┏━━

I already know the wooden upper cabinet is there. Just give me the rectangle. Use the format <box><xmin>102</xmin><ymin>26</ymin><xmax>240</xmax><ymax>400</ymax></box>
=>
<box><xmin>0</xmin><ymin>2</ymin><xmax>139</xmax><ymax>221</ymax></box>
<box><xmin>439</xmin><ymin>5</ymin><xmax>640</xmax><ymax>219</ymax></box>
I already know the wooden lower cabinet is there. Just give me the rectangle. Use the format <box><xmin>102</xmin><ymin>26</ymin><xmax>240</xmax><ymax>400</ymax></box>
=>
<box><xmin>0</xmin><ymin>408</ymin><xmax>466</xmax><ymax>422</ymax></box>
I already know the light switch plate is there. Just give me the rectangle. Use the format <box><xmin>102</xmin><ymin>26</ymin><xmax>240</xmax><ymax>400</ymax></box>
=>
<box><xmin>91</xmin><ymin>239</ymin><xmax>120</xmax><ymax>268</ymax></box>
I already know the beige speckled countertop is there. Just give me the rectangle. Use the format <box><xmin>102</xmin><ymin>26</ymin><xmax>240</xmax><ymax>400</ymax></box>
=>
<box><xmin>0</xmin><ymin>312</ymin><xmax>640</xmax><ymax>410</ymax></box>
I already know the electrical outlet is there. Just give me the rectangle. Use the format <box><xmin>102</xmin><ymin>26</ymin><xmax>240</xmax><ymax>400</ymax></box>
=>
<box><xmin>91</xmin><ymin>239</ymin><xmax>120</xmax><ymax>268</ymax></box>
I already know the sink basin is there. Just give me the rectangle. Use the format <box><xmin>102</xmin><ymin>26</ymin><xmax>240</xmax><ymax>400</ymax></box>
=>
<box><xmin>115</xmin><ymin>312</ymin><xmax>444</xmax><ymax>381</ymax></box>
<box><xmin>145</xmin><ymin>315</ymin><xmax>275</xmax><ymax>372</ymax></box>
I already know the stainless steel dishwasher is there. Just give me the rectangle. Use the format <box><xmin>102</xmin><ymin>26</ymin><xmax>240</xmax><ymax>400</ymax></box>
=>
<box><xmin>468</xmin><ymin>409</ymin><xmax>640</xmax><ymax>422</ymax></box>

┗━━

Written request: Begin at the line of the records that contains "I already know the sink" and continue through the end of the records; reproduce those lines in full, including the requests, and shift every coordinate in the answer boxes by adding 104 to it.

Solution:
I already know the sink basin is there. Just give me the rectangle. Use the format <box><xmin>102</xmin><ymin>26</ymin><xmax>240</xmax><ymax>400</ymax></box>
=>
<box><xmin>219</xmin><ymin>416</ymin><xmax>548</xmax><ymax>485</ymax></box>
<box><xmin>249</xmin><ymin>419</ymin><xmax>379</xmax><ymax>476</ymax></box>
I already know the stainless steel dishwasher is there. Just give me the rectangle. Use the format <box><xmin>102</xmin><ymin>26</ymin><xmax>240</xmax><ymax>400</ymax></box>
=>
<box><xmin>572</xmin><ymin>513</ymin><xmax>744</xmax><ymax>526</ymax></box>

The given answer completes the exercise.